[A block of data]

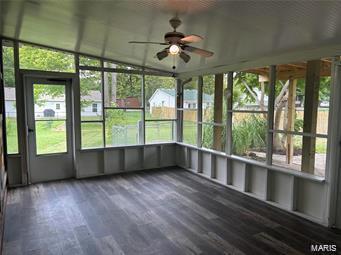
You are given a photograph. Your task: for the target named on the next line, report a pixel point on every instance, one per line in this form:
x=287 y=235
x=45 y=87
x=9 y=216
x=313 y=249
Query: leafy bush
x=249 y=133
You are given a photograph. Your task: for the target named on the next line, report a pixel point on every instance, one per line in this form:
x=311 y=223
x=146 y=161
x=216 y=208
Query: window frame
x=134 y=71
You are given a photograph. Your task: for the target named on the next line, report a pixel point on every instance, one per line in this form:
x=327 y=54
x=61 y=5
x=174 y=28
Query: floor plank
x=168 y=211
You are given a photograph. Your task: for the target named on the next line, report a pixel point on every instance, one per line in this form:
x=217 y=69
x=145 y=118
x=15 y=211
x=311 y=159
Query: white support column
x=179 y=114
x=143 y=126
x=199 y=111
x=103 y=103
x=77 y=115
x=21 y=116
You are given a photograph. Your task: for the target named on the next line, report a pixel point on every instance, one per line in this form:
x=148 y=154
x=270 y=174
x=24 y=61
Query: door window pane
x=91 y=94
x=159 y=131
x=50 y=136
x=123 y=127
x=92 y=135
x=122 y=90
x=50 y=124
x=10 y=98
x=189 y=132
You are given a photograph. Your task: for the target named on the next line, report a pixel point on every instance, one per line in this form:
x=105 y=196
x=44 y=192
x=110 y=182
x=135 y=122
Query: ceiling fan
x=177 y=43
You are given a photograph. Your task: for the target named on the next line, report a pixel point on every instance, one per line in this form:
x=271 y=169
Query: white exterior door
x=49 y=129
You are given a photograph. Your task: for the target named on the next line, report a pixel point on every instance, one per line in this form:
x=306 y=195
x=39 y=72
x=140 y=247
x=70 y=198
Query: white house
x=166 y=98
x=55 y=106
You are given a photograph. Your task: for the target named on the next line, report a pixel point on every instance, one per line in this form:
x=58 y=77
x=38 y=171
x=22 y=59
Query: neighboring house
x=166 y=98
x=93 y=106
x=132 y=102
x=55 y=106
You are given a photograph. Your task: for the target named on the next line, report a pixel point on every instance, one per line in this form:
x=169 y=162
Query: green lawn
x=51 y=135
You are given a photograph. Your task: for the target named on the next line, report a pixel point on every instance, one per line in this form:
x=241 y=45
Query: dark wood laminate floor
x=169 y=211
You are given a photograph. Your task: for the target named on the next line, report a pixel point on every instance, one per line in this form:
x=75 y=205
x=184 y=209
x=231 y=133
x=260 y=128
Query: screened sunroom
x=170 y=127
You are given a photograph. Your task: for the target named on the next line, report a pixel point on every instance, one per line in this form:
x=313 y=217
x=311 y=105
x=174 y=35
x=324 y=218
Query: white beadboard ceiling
x=237 y=31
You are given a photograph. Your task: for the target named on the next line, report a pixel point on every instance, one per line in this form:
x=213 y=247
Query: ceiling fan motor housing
x=173 y=37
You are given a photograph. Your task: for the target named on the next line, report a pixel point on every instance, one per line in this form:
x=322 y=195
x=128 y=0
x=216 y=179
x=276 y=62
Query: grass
x=51 y=136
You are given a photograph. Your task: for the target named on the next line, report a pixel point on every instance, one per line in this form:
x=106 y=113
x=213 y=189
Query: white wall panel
x=257 y=179
x=90 y=163
x=221 y=169
x=14 y=169
x=168 y=155
x=194 y=159
x=280 y=188
x=206 y=164
x=238 y=174
x=151 y=157
x=113 y=161
x=310 y=198
x=181 y=155
x=133 y=159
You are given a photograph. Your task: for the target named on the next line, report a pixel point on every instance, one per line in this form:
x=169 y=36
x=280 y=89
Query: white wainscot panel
x=90 y=163
x=151 y=154
x=280 y=190
x=14 y=169
x=194 y=159
x=167 y=155
x=206 y=163
x=221 y=169
x=310 y=198
x=114 y=161
x=238 y=175
x=257 y=180
x=181 y=155
x=133 y=159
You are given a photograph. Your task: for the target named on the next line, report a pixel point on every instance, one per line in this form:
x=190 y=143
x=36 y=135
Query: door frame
x=71 y=78
x=333 y=175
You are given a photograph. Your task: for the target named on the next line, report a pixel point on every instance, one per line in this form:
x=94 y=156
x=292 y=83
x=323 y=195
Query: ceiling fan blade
x=158 y=43
x=185 y=57
x=162 y=54
x=201 y=52
x=191 y=39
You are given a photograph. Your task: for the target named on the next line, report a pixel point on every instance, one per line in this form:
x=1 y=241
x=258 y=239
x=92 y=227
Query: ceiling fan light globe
x=174 y=49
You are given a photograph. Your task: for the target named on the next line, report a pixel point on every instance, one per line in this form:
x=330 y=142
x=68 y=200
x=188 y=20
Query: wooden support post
x=312 y=86
x=291 y=120
x=218 y=111
x=229 y=103
x=271 y=111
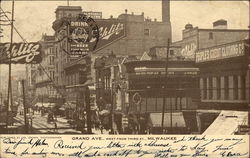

| YOUR GOAL |
Can you arrange every line of the entries above as a JSON list of strings, one string per line, skipping blank lines? Leave the picture markers out.

| OUTPUT |
[
  "You are given a photograph. Your task: for the target named on the next line, report a pixel point on every instance, one per line in this form:",
  "x=287 y=235",
  "x=45 y=87",
  "x=9 y=216",
  "x=313 y=249",
  "Query: leafy bush",
  "x=249 y=133",
  "You are given a photograph. Your task: for the target named on the next line, report a pixel point on every instance, one per line in this form:",
  "x=311 y=223",
  "x=146 y=161",
  "x=216 y=208",
  "Query: window frame",
  "x=134 y=71",
  "You are given a photograph. Your task: for the target named on the next line, report a pixel point on every instance, one per line in this form:",
  "x=327 y=54",
  "x=61 y=5",
  "x=174 y=28",
  "Query: floor plank",
  "x=168 y=211",
  "You are given a photograph. Your task: for the target named on the next line, report a pixel point on every instance, one per line in this form:",
  "x=217 y=69",
  "x=145 y=118",
  "x=15 y=211",
  "x=311 y=159",
  "Query: white support column",
  "x=179 y=114",
  "x=143 y=126",
  "x=199 y=111",
  "x=103 y=103",
  "x=77 y=115",
  "x=21 y=116",
  "You are given a photograph. Your task: for the target named on the next line, report a pixel point on every instance, one per line in this form:",
  "x=148 y=154",
  "x=270 y=174",
  "x=24 y=61",
  "Query: door window pane",
  "x=91 y=94",
  "x=159 y=131",
  "x=50 y=136",
  "x=123 y=127",
  "x=92 y=135",
  "x=122 y=90",
  "x=50 y=124",
  "x=10 y=98",
  "x=189 y=132",
  "You are given a photograph. Your task: for the target named on the next line, report a pixel point on every instance, one per line in this form:",
  "x=105 y=196",
  "x=44 y=192",
  "x=110 y=182",
  "x=135 y=122",
  "Query: ceiling fan",
  "x=177 y=43",
  "You are given a photograph. Your task: for the target named on the next line, report a pixel point on every instance, one per line in this form:",
  "x=271 y=169",
  "Query: white exterior door",
  "x=49 y=129",
  "You are given a photograph. Your task: for the target named on the next line, report a pixel point on every instance, one per line in this form:",
  "x=306 y=195",
  "x=39 y=72",
  "x=140 y=247",
  "x=70 y=198",
  "Query: white house",
  "x=166 y=98",
  "x=55 y=106",
  "You are given a photograph. Your task: for the target named on the next line, report a pixel point on every instance, one per line in this form:",
  "x=58 y=77",
  "x=38 y=171",
  "x=22 y=59",
  "Query: neighboring house",
  "x=166 y=98",
  "x=93 y=106",
  "x=132 y=102",
  "x=55 y=106",
  "You are given a photograph. Your task: for the target named on the next line, report a pixel point on every instance, one per line in this form:",
  "x=169 y=162",
  "Query: green lawn",
  "x=51 y=135",
  "You are given a photograph. Your task: for the target named on the next line, report a pixel point on every instance, one per line in this form:",
  "x=241 y=45",
  "Query: dark wood laminate floor",
  "x=169 y=211",
  "You are given a photograph. Your task: for the target named on the next line, report a pixel point on every instance, one per line in this form:",
  "x=75 y=205",
  "x=184 y=209",
  "x=231 y=133",
  "x=260 y=128",
  "Query: screened sunroom",
  "x=170 y=127",
  "You are given a photograph. Your task: for the target named on the next line, report a pixel point on every instance, one per line in this form:",
  "x=313 y=217",
  "x=311 y=105",
  "x=174 y=35",
  "x=324 y=218",
  "Query: white beadboard ceiling",
  "x=237 y=31",
  "You are given a photograph. Your task: for the target named on the next line, report a pixel point on every instance, one per line in this form:",
  "x=213 y=247",
  "Query: ceiling fan motor housing",
  "x=173 y=37",
  "You are given a photograph. Your task: for the target named on the next line, report a pixel point on every instance, one per line in this form:",
  "x=322 y=195",
  "x=128 y=0",
  "x=216 y=179",
  "x=276 y=62",
  "Query: grass",
  "x=51 y=136",
  "You are given a photograph. Your task: for the target named on the next line, report a pixel point on every instance, one per line in this form:",
  "x=106 y=113",
  "x=213 y=189",
  "Query: white wall panel",
  "x=257 y=179",
  "x=90 y=163",
  "x=221 y=169",
  "x=14 y=169",
  "x=168 y=155",
  "x=194 y=159",
  "x=280 y=188",
  "x=206 y=164",
  "x=238 y=174",
  "x=151 y=157",
  "x=113 y=161",
  "x=310 y=198",
  "x=181 y=155",
  "x=133 y=159",
  "You are given a photograph. Your task: for the target named on the next line, report a pixel point on every instance, one per line in this form:",
  "x=169 y=36",
  "x=280 y=89",
  "Query: white wainscot panel",
  "x=90 y=163",
  "x=151 y=154",
  "x=280 y=190",
  "x=14 y=169",
  "x=194 y=159",
  "x=167 y=155",
  "x=206 y=163",
  "x=221 y=169",
  "x=310 y=198",
  "x=114 y=161",
  "x=238 y=175",
  "x=257 y=180",
  "x=181 y=155",
  "x=133 y=159",
  "You are given a photograph. Your task: for the target named on the next line, report a pixel point on every instance, one per line in this form:",
  "x=190 y=143",
  "x=36 y=135",
  "Query: door frame",
  "x=71 y=78",
  "x=333 y=175",
  "You are given a photograph. Your task: for the target named on the next line, report a pixel point on every instance, one per line in this form:",
  "x=94 y=156",
  "x=292 y=83",
  "x=323 y=195",
  "Query: ceiling fan blade",
  "x=158 y=43",
  "x=185 y=57",
  "x=162 y=54",
  "x=201 y=52",
  "x=191 y=39",
  "You are given a photograph. Your task: for the target named on the next line, report a pixel point on every instance, one per line in this form:",
  "x=1 y=241",
  "x=258 y=239",
  "x=92 y=227",
  "Query: ceiling fan light globe",
  "x=174 y=49",
  "You are given a photograph. Your task: for the target named on the next line, report a pixel point on every instance, one per line in this form:",
  "x=330 y=142",
  "x=68 y=200",
  "x=188 y=20",
  "Query: wooden support post",
  "x=312 y=86",
  "x=291 y=120",
  "x=218 y=111",
  "x=229 y=103",
  "x=271 y=111"
]